• Текст страницы
----

Тем не менее Фрейд характеризует старение именно как утрату, или же заметное сокращение пластичности либидо, поскольку сексуальные инвестиции ослабевают. В «Случае Человека-Волка» он утверждает: «О них нам известна только одна вещь, и это то, что мобильность психического катексиса — качество, которое показывает признаки спада с приходом старости». С течением времени, в результате ослабления эроса, пациент более не может начинать анализ. Лечение психических проблем пожилых людей в таком случае было бы заранее обреченным на неудачу. Сегодня вердикт не столь безнадежный, и возможность позднего лечения, безусловно, признается и применяется. В «Возрасте и принципе удовольствия» ле Гуэ возвращается к фрейдовой двойной формулировке понятия пластичности, а именно неразрушимости психической жизни и стойкости либидинальных инвестиций. Он показывает, что стареющий субъект старается компенсировать естественное ослабление либидинальных инвестиций, бессознательно делая акцент на психической жизни, которая отмечена возвращением инфантильных психических форм. Предположительно, пожилой человек возвращается к солипсизму и эготизму ребенка. Либидинальному ослаблению сопутствует усиление частичных прегенитальных инстинктов и нарциссического изъятия. Ференци тоже заметил это, когда писал: «…пожилые люди уподобляются детям, становятся нарциссическими, утрачивая многие семейные и социальные интересы, им не хватает большой части их способностей к сублимации… Их либидо регрессирует до прегенитальных стадий развития».
Ле Гуэ не принимает точку зрения о старении как событии или мгновенном старении. Он пишет: «Установить точную дату, когда начинается психическое старение, представляется невозможным, так как оно не является событием, как рождение, но, скорее, представляет собой медленный, постепенный процесс, напоминающий процесс роста, и он в некоторой степени его прямая противоположность. Тем не менее его психическое начало может быть установлено, так как старение начинается в тот момент, когда иллюзия бессмертия сталкивается с ограничениями либидо, прежде забытыми, когда иллюзия нарушается признаками продолжительного ослабления — будь то утрата соблазнительности женщиной или же уменьшение энергии у мужчины, — ослабления, приводящего ко многими аффективным, телесным, профессиональным и социальным последствиям». Ле Гуэ признает существование «психического начала» старения, но это начало ничем не обусловлено, неточно и является следствием естественного упадка жизни, а не случайных действий, которые могли бы стать контрапунктом подъему.
Это очень конвенциональное, классическое определение старения — которое отмеряет его лишь на основе утраты сексуальной силы («феминности» или «мужественности»), утраты, которая одновременно физическая и психическая, генитальная и психологическая, — утверждает, что упадок должен быть прожит непрерывно, как медленный спуск, без каких-либо внезапных событий или разрывов, без изменений, как если бы конатус вдруг неожиданно стал немым. Нарциссическая сверхкомпенсация в итоге заменит генитальный упадок: старые люди любят себя, потому что они больше не могут любить. Мгновенность старения связана с исчезновением детства и невозможностью найти укрытие в прошлом.

----

• Вопросы по тексту
1. Выпишите из текста о старении без изменений фрагмент от слов «Это очень конвенциональное, классическое» до слов «укрытие в прошлом.».
2. С чем, согласно тексту о старении, по словам ле Гуэ сталкивается иллюзия бессмертия в тот момент, когда начинается старение?
3. Продолжите текст о старении с того места, где он заканчивается.
Данные здесь никак не используются.

• Набор данных
----

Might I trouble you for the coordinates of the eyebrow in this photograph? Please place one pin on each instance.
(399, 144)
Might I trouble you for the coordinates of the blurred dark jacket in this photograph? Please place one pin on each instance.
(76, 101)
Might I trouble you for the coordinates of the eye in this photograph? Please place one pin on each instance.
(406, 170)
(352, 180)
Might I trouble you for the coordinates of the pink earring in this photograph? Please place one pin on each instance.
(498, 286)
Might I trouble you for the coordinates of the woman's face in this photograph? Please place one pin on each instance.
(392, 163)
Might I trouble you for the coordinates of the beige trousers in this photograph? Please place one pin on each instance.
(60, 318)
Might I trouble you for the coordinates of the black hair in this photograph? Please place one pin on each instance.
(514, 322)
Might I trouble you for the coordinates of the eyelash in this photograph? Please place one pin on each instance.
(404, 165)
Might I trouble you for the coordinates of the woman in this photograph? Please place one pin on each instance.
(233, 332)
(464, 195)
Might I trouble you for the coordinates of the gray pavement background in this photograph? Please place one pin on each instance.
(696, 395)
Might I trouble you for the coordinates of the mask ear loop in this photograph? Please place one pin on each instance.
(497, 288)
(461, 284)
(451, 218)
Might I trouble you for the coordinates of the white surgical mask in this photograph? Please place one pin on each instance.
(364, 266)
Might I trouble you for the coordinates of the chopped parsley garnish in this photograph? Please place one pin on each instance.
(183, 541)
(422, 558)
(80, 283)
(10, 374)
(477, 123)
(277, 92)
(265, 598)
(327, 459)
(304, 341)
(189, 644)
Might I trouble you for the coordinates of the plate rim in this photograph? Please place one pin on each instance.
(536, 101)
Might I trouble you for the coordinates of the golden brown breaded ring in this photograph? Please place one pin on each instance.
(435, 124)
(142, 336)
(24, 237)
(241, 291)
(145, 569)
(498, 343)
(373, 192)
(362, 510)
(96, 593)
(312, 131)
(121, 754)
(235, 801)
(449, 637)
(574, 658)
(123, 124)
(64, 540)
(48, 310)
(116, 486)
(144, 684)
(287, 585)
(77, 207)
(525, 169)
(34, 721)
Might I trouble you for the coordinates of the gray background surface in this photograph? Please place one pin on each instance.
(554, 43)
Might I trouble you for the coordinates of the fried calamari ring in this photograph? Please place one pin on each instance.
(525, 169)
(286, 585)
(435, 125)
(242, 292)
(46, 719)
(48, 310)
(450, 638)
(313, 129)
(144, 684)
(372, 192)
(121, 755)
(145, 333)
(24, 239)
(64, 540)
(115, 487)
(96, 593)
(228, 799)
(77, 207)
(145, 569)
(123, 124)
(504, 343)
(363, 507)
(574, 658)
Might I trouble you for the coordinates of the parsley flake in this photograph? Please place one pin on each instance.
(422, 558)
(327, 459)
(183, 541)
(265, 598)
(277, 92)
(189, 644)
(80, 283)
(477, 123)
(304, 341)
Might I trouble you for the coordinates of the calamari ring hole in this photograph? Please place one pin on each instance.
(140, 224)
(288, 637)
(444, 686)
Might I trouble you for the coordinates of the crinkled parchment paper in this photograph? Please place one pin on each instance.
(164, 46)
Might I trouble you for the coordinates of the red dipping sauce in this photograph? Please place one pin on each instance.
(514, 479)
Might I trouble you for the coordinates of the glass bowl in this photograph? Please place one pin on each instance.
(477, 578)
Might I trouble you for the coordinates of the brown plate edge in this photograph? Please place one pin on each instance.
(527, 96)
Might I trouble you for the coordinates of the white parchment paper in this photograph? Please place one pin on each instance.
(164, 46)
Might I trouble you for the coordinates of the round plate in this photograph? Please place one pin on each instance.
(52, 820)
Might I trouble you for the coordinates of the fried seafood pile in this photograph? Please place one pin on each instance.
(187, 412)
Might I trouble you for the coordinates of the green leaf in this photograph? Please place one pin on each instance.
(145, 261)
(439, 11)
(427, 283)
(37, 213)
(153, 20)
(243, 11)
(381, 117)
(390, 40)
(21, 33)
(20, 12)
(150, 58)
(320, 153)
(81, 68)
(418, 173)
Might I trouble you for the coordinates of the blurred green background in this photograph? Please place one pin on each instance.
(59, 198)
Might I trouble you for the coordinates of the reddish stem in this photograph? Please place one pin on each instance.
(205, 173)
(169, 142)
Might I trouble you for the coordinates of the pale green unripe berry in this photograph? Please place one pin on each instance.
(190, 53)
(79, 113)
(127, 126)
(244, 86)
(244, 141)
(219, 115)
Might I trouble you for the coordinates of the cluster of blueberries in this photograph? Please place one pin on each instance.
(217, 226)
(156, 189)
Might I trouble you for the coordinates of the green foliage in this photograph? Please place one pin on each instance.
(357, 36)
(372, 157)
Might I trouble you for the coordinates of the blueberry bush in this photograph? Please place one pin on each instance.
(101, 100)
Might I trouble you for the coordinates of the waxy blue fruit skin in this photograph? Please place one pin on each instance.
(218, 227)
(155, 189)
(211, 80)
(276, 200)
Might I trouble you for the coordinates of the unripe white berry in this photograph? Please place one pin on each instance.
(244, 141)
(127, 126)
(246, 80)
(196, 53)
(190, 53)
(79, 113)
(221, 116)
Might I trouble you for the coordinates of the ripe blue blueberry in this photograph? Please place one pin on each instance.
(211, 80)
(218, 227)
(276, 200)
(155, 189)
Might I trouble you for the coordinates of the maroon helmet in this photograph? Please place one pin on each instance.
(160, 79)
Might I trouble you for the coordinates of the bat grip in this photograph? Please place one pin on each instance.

----

• Результаты упражнения
1.
Это очень конвенциональное, классическое определение старения — которое отмеряет его лишь на основе утраты сексуальной силы («феминности» или «мужественности»), утраты, которая одновременно физическая и психическая, генитальная и психологическая, — утверждает, что упадок должен быть прожит непрерывно, как медленный спуск, без каких-либо внезапных событий или разрывов, без изменений, как если бы конатус вдруг неожиданно стал немым. Нарциссическая сверхкомпенсация в итоге заменит генитальный упадок: старые люди любят себя, потому что они больше не могут любить. Мгновенность старения связана с исчезновением детства и невозможностью найти укрытие в прошлом.

2. С ограничениями либидо, прежде забытыми.

3.
Избавить пожилого человека от его или ее проблем, таким образом, подразумевает поиск новых путей для сублимации, преобразование депрессивной позиции или же настройку баланса либидинального равновесия. Согласно этой схеме, пластичность отсылает именно к неразрушимому, к тому, что может быть повреждено или подвержено разрушению, но что никогда до конца не исчезает. Исцелить неизбежно означает получить поддержку тем или иным образом — через этот остаток, через обрывки детства.
Но можем ли бы быть уверены, что психическая жизнь сопротивляется разрушению, как это утверждает Фрейд? Уверены ли мы, что есть нечто неразрушимое в психике? Уверены ли мы, что детство всегда выживает? Является ли утверждение «сущность психического заболевания состоит в возврате к более ранним состояниям аффективной жизни и функции» всегда истинным? То, что я назвала здесь «мгновенностью старения», возможностью «внезапного» изменения, подрывает и нарушает традиционные определения старости как пластичности. Мгновенность старения оказывается неожиданным событием, связанным с постоянным исчезновением нашего детства и таким образом невозможностью найти укрытие в прошлом, невозможностью регресса.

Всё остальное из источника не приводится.